> [Consignes]:
1 - Résumez en deux phrases la critique de l'album.
2 - Dans la critique de l'album, reprenez le passage allant de "De la gravité" à "frôlé le pire." en substituant "coffret" à "écrin".

> [Extrait du document]:
◇ ◇ ◇ ◇

De la gravité dans un écrin de légèreté pour ce premier album dans lequel Grand Corps Malade pose des mots lourds avec la sensibilité d’un être qui a frôlé le pire.
L’album est un panel de courts-métrages de la vie du slammeur condensée en une journée où le point de bascule est midi vingt, heure où sa vie prend le chemin de l’écriture suite à son accident. Il impose un style d’écriture assez personnel qui réussit à mêler l’argot, le verlan et le langage soutenu, et tire les leçons de vie de son parcours. Parfois acteur, parfois spectateur du monde qui l’entoure, il décrit son amour du slam, son vécu, son handicap et son optimisme par des mots simples mais justes qui parlent à l’auditeur de par leur sincérité. Quasi hypnotique, la voix profonde et pénétrante de Grand Corps Malade impose l’écoute et entraîne dans les différents voyages narrés. Voyage à travers les sentiments dans
« Rencontres » où l’amitié, la nostalgie, la poésie, l’innocence, le sport puis l’amour sont personnifiés tels des êtres croisés sur sa route et qui y ont laissé des traces. Voyage dans sa ville,
« Saint-Denis », vivante et multicolore, où les yeux de l’étranger ne voient que le noir et blanc d’une banlieue. Car malgré la difficulté de vivre des habitants de cité retracée dans
« Vu de ma fenêtre », il reste un « éternel optimiste ». Dans
« Les Voyages en train », tube slam de l'année, comparant la vie à un quai de gare et l’amour à un train qu’on prend ou que l’on rate, il décrit la rencontre amoureuse, les passions, la routine ou les échecs sentimentaux qui peuvent en découler. Avec pudeur mais sincérité, Grand Corps Malade évoque son accident dans
« 6ème sens » et
« Midi 20 » lorsqu’ à 11h08 sa vie bascule, témoignant du ressenti des personnes handicapées, dans un « équilibre fragile », parfois à la croisée d’un « monde parallèle ». Sa béquille et son stylo deviennent alors ses nouveaux compagnons de route et Fabien devient celui qu’on connaît à midi vingt. Faisant le parallèle avec les chercheurs d’or, il décortique avec
« Chercheur de phases » son travail d’écriture, rend hommage à sa passion dans
« Toucher l’instant », et excelle dans l’art de slammer dans
« Attentat verbal » et
« Ma tête, mon cœur… », petite touche comique de l’album enregistrée en
live. Toutefois, il y a un bémol. Car même si on comprend que la musique composée par S Petit Nico soit volontairement restée assez épurée pour ne pas noyer les textes dans des fioritures inutiles et qu’elle ait permis au grand public de découvrir le slam de Grand Corps Malade, elle a quelque chose de superfétatoire. Minimaliste et légère, elle ne vient pas rehausser le ton parfois monocorde de l’orateur. Néanmoins la qualité d’ensemble de l’album vaut bien une certaine indulgence vis-à-vis de ce qu’il faut considérer comme une expérience nouvelle. Après tout, il n’est « que » Midi 20. Les belles heures de Grand Corps Malade sont devant lui.

◇ ◇ ◇ ◇

> [Données fournies]:
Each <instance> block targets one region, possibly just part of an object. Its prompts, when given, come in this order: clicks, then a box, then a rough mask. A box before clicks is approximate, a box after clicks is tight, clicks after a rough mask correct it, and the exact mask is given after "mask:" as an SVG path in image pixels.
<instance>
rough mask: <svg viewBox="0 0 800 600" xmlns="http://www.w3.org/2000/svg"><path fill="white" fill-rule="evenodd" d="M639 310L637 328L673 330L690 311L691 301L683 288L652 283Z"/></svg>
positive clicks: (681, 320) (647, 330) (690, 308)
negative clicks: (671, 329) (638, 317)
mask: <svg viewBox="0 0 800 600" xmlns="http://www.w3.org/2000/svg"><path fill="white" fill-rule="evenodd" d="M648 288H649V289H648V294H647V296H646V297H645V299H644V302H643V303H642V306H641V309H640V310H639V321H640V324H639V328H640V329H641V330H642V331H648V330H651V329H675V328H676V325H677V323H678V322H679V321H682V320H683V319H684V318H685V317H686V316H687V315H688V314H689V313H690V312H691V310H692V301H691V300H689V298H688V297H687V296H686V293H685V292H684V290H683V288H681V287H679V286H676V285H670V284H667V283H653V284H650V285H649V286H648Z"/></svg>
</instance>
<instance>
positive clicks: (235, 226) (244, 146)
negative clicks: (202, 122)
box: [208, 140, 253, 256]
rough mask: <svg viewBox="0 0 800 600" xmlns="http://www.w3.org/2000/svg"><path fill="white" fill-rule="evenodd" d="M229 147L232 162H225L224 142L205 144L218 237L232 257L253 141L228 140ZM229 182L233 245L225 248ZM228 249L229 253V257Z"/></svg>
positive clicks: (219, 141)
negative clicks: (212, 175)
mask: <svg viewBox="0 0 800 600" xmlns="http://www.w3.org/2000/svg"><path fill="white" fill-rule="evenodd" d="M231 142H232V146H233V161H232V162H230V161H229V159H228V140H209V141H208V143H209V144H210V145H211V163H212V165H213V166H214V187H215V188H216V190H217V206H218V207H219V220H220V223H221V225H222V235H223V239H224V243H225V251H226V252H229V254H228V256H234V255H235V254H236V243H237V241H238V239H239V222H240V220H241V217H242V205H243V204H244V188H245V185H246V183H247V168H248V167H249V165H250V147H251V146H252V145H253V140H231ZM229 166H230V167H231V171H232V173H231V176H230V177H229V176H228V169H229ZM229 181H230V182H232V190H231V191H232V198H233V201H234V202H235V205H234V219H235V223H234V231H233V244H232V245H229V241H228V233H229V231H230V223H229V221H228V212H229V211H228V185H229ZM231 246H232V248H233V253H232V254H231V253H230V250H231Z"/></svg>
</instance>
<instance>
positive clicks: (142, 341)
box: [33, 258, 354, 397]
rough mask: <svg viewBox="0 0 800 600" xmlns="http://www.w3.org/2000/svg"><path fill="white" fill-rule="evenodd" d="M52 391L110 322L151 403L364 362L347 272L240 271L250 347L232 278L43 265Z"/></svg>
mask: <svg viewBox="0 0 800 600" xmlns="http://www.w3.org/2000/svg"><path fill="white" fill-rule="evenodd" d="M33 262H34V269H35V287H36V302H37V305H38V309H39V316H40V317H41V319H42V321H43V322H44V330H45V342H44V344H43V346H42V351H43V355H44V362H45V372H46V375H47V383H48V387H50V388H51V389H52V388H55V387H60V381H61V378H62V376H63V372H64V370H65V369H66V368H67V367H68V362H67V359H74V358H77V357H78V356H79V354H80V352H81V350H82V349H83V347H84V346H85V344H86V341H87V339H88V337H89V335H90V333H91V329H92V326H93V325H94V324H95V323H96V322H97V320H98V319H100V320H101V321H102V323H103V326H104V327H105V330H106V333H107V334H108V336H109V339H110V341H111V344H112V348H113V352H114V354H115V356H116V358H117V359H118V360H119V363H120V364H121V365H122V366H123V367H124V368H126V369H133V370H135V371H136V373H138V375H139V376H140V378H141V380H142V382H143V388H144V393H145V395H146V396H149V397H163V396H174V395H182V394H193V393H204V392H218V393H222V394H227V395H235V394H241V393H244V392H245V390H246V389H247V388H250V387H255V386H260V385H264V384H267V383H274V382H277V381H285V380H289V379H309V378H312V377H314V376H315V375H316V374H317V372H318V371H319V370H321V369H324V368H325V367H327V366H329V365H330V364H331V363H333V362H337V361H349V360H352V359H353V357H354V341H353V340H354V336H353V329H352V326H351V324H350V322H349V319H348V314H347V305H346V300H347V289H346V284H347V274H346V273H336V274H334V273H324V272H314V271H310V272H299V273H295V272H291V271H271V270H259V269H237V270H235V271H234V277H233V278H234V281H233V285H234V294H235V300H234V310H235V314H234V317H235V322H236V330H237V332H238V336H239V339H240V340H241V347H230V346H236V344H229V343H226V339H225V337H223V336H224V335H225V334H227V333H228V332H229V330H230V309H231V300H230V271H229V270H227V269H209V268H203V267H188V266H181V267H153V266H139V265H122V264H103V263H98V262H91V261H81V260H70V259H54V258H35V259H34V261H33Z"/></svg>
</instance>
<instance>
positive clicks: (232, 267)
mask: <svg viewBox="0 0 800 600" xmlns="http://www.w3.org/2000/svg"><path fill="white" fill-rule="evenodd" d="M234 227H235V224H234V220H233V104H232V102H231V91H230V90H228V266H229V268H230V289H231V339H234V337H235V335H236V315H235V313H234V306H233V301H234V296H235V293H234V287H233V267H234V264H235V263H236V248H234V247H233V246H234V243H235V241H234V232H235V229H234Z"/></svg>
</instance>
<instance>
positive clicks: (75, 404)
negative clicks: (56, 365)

◇ ◇ ◇ ◇

> [Réponses]:
1 - Dans ce premier album, Grand Corps Malade mêle argot, verlan et langage soutenu pour évoquer avec sincérité son amour du slam, sa ville de Saint-Denis, la rencontre amoureuse et l'accident qui a fait basculer sa vie. La critique regrette une musique minimaliste qui ne rehausse pas le ton parfois monocorde de l'orateur, mais juge que la qualité d'ensemble de l'album vaut une certaine indulgence.

2 -
De la gravité dans un coffret de légèreté pour ce premier album dans lequel Grand Corps Malade pose des mots lourds avec la sensibilité d’un être qui a frôlé le pire.